* Challenge *
Could you set out every line of the records as a numbered list, dropping any blank lines and leaving the pictures out?

* Data excerpts *
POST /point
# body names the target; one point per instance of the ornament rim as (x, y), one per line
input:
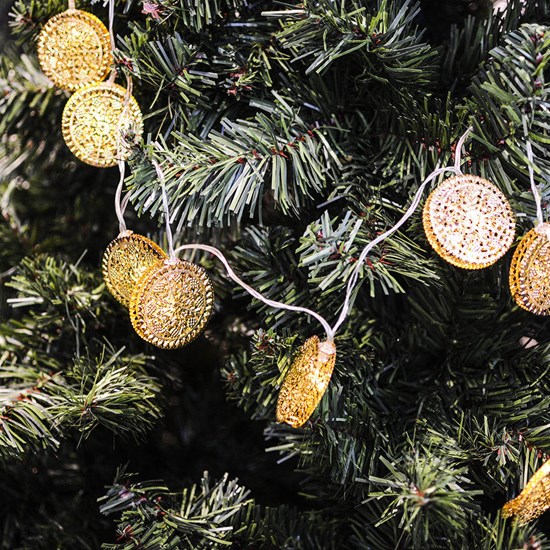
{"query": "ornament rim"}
(146, 280)
(107, 58)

* Solution to the problem *
1. POST /point
2. # body names the target; one point per instance of the ornament rim as (x, y), one per line
3. input:
4. {"query": "ornament rim"}
5. (146, 280)
6. (107, 58)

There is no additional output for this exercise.